• **Task set**:
a - Output the part of the forum posts about Asperger's and PDD-NOS starting at "I would like" and ending at "(baby?)food for thought.  :)", word for word.
b - Carry the forum posts about Asperger's and PDD-NOS forward from the point where they stop.

• **Selected excerpt**:
Ultimatums like this, on the other hand, seem doomed to provoke more conflict in what is otherwise a pretty compelling thread.  I mean no disrespect by this, but this thread strikes a pretty personal note for me, and obviously for a lot of other people here too, and this is maybe not the best place to be defending in this manner against what I assure you is an imagined slight.

I would like to add that I think that it's kind of nice to think that one of the things that makes me difference is that my sense of self is a bit more connected to the rest of our surroundings than those of NTs.

I'm not sure if I think that's what's happening, or if it is, if it's what's happening across the spectrum, but it's certainly (baby?)food for thought.  :)

Batman55 Wrote:

Saint Wrote:
This is very true. Asperger's and PDD-NOS often see themselves as ugly since they think that people are judging them based on their appearance. I have a friend with PDD-NOS who does this.


Why differentiate between Asperger's and PDD-NOS?  That's not an important distinction, and some who have PDD-NOS probably have Asperger's; and vice versa.

It bothers me that people think I'm more PDD-NOS because I'm extremely poor at classic Aspie strengths like Math, Science, Academics (I did horribly in school because I couldn't comprehend the materials, at least not fast enough.)  But then that could also mean 3 things:

1) I could be AS with comorbid ADD
2) I could have a lot of learning problems along with my AS (certain learning disabilities like dyscalculia are common)
3) I could have more profound Executive Dysfunction, than others

The other thing is that folks tell me I don't think logically/practically.  True enough, I seem to be more impulsive/distractible, and common sense (logic/pragmatism) is skipped over.  But I don't see why this would be so uncommon.

My research shows that some with AS may be "more right-brained" or "creative/divergent-thinking," instead of logical/practical.

If I understand things correct, you like me, is a grown up man with a god portion of social experience and history of trying to adapt and fit in. Could it be that some of the original symptoms and criteria for a secure diagnosis is disturbed, manipulated or even created by this "wrong kind of" social stimuli?

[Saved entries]
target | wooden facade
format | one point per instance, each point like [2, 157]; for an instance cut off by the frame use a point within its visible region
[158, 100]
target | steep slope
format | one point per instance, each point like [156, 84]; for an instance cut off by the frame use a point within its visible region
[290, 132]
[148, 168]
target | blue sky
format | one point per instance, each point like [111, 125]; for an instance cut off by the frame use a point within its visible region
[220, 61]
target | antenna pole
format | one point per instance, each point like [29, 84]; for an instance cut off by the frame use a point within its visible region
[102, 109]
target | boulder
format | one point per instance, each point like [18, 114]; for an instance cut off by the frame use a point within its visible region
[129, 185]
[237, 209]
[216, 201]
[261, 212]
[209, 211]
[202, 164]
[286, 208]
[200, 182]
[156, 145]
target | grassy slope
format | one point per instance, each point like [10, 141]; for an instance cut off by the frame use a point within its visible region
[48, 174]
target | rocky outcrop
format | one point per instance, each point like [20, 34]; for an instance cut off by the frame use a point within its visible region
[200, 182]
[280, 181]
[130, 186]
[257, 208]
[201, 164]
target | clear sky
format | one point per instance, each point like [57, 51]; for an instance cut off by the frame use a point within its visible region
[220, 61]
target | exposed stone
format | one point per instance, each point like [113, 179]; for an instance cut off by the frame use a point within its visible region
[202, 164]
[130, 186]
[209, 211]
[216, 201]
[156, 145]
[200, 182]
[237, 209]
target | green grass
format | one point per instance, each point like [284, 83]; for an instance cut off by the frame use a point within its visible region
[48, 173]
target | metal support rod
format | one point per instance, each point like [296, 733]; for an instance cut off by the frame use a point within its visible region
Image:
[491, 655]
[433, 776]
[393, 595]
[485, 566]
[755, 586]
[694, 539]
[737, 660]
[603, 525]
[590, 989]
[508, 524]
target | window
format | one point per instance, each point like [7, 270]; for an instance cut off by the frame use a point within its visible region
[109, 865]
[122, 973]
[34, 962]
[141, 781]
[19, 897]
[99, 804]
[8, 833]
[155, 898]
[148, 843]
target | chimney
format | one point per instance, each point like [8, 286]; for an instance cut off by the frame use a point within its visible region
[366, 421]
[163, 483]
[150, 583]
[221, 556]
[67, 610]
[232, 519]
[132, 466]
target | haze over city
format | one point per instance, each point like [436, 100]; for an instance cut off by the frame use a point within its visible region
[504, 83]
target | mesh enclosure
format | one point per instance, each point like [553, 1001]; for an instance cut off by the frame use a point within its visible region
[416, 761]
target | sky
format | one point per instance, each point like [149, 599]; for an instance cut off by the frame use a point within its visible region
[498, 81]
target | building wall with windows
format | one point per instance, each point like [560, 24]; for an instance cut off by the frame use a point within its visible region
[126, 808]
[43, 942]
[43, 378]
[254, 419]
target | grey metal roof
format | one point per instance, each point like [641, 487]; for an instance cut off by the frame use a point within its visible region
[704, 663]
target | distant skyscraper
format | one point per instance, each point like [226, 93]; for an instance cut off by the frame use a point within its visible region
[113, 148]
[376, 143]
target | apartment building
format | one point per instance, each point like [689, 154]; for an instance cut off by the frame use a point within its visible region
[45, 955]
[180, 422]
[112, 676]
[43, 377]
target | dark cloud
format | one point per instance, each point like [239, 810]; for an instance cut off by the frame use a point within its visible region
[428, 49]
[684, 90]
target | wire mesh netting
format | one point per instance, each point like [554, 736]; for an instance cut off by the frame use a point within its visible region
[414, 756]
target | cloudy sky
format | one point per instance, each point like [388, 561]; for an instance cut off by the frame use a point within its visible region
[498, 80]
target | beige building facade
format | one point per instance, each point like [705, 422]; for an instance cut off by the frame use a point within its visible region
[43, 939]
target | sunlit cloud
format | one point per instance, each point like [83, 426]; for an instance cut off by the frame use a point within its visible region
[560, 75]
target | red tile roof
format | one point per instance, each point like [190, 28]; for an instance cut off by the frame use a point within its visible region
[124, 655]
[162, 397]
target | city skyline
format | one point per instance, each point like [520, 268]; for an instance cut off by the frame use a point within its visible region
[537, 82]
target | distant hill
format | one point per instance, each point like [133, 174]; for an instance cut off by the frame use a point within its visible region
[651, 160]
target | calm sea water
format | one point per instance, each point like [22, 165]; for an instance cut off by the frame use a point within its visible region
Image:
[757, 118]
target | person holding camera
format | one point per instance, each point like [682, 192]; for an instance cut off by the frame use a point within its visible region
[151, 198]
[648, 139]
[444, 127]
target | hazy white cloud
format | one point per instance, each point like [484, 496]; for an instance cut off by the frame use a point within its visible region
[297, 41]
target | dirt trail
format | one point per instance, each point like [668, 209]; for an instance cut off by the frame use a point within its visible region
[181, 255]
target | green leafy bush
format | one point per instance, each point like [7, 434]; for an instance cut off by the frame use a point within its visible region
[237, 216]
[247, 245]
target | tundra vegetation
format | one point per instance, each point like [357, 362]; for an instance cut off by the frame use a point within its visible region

• **Activity answers**:
a -
I would like to add that I think that it's kind of nice to think that one of the things that makes me difference is that my sense of self is a bit more connected to the rest of our surroundings than those of NTs.

I'm not sure if I think that's what's happening, or if it is, if it's what's happening across the spectrum, but it's certainly (baby?)food for thought.  :)

b -
I don't feel very human, I feel more like a reptile; heck, my baseline body temperature is even 3-4 degrees lower than normal (95.6-94.5 usually).  As to which one specifically; a dragon, and don't look at me like that, there's only about a 15% chance they didn't exist at some point in history. (as to the lack of evidence for them, there's been so much geological change on this planet that evidence of entire civilizations or heck, even technologically advanced species could have been wiped out and we'd never know)

Ookea Wrote:
.., my baseline body temperature is even 3-4 degrees lower than normal..

Hm.. Me to!
Strange, I thought it came from the viking bloodline in my family.
Anybody else have a lower than average body temperature?

silky Wrote:

Did you see the pictures of that guy who had his body surgically modified so he'd look more like a lizard?


Yea, even saw a few specials on him on discovery and national geographic, loved the horns.

Mjølner: My mother does too, and as far as where it comes from, I'd never find out, my maternal grandmother's family is like a Heinz 57 variety, you name an ethnicity and it's in there.

wilky Wrote:

Noetic Wrote:
I wouldn't know what it's like to feel like anything or anyone other than myself. What a strange question, how is one meant to answer this?


Thankyou for pointing this out.
To know whether you feel "as human as an NT", or "feel any different," surely you have to experience being NT before you can draw any comparisons and conclusions?
If you are either NT or AS, how can an aspie or someone neurotypical say they feel different from something they have never experienced?
There is no logic to this.


Do you like the usual and common things that most people do?  ...if not, It could be a noticeable difference.
You don't have to be a Horse to know that you feel different from a Horse? ..am i wrong?
I feel very different from very social people. I don't understand their urge to be with other people as much as possible. Do I have to be hyperscosial  first to be able to feel different?